• [Task]
Continue the news article about the Backpage.com founders and their claims of political persecution, starting after its last sentence.

• [Study text]
◇ ◇ ◇ ◇ ◇
Backpage.com founders James Larkin and Michael Lacey claim the charges against them for operating an adult-sex site were politically motivated. “This is the biggest speech battle in America right now,” said Lacey in an interview with Reason.
Backpage.com founders James Larkin and Michael Lacey claim they are the victims of politicians and describe the case against them for operating their site, which has been called a market for illicit prostitution, as an attack on free speech.
They singled out Sen. John McCain (R-AZ) and his wife Cindy as the leaders of a vendetta against them.
“Part of the reason this has really worked is because you have Cindy and John McCain involved in this,” Larkin said in a lengthy interview with Reason.“And they see an opportunity to even a score. We think there’s no question that this is partly their doing.”
◇ ◇ ◇ ◇ ◇
• [Entries supplied]
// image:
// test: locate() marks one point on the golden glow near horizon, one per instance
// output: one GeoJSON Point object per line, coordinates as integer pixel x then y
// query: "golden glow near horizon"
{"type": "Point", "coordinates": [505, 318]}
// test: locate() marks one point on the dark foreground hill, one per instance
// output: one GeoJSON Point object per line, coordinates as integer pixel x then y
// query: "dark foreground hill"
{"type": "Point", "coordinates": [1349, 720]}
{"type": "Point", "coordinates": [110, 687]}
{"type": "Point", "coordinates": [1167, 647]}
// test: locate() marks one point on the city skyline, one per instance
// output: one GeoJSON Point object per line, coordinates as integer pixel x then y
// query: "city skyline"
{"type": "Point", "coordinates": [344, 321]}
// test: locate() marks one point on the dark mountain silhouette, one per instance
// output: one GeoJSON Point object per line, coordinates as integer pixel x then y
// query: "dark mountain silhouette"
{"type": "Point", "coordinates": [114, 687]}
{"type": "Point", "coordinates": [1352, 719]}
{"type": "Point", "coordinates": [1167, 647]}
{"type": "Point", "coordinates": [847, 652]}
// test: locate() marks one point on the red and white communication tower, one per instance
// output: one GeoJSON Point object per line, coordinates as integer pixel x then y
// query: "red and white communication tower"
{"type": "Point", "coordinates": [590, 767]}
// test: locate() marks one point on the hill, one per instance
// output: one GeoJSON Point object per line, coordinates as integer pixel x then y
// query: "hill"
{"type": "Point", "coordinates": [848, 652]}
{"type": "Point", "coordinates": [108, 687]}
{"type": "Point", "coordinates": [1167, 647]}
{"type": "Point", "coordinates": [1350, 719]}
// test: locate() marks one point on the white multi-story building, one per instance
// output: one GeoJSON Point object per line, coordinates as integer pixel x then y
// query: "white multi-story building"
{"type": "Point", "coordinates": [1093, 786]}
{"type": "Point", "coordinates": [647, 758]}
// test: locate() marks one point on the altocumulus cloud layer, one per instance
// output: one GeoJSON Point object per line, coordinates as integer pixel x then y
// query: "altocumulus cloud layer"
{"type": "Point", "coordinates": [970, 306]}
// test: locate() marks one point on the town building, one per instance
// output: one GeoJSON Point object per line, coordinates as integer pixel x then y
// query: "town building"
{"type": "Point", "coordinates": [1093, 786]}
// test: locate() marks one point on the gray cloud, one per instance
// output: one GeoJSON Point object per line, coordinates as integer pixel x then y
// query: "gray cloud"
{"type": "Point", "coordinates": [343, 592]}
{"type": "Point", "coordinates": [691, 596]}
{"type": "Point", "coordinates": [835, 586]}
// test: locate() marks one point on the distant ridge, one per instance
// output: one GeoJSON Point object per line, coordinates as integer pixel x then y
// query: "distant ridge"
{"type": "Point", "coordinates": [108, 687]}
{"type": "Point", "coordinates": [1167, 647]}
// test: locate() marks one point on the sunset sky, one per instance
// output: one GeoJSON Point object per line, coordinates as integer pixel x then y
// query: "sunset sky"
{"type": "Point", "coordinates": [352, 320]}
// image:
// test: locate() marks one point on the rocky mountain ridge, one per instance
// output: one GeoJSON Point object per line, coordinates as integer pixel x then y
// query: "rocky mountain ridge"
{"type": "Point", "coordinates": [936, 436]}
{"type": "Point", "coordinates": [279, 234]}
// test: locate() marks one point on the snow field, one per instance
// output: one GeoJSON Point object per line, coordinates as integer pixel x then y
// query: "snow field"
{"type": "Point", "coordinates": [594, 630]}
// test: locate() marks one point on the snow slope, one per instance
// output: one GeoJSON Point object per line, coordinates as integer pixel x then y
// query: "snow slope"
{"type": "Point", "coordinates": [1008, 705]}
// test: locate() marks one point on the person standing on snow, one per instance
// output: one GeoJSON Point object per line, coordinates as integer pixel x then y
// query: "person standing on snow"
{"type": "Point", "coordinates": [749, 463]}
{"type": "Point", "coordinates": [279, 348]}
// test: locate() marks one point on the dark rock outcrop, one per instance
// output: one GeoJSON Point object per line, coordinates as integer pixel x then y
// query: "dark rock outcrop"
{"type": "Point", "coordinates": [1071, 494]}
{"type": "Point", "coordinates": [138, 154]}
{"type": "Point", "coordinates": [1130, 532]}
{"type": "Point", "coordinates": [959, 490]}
◇ ◇ ◇ ◇ ◇
• [Reply to the task]
A federal grand jury in Arizona indicted Lacey, 69, and Larkin, 68, along with five others, on charges including facilitating prostitution and money laundering in April. Both men are confined by court order to Maricopa, AZ., and are being monitored by electronic homing devices. A trial is scheduled in 2020.
In the interview, Larkin insisted: “We’ve never, ever broken the law. Never have, never wanted to. This isn’t really—I know this is probably heresy—this isn’t about sex work to me. This is about speech.”
“This is the biggest (free) speech battle in America right now,” added Lacey. “The First Amendment isn’t about protecting the rights of the McLaughlin Group to speak their mind on television.
“This is specifically what the fuck it’s about. Unpopular speech. Dangerous speech. Speech that threatens the norm. Not only do we have that right, our readers have that right. The [Backpage] posters have that right.
“We spent 40 years doing journalism, groundbreaking journalism, and they want to take all that away,” he said, claiming it was because “they don’t like who exercised their constitutional rights to use our advertising platform. And that has no goddamn bearing. The law doesn’t say, ‘You get to pick and choose who exercises their constitutional rights by whether or not you like their lifestyle.’ It’s just incredible.”
Thee two men talked to Reason about their history as free press warriors who began taking swings at politicians in the early 1970s, starting with their anti-war newspaper Phoenix New Times.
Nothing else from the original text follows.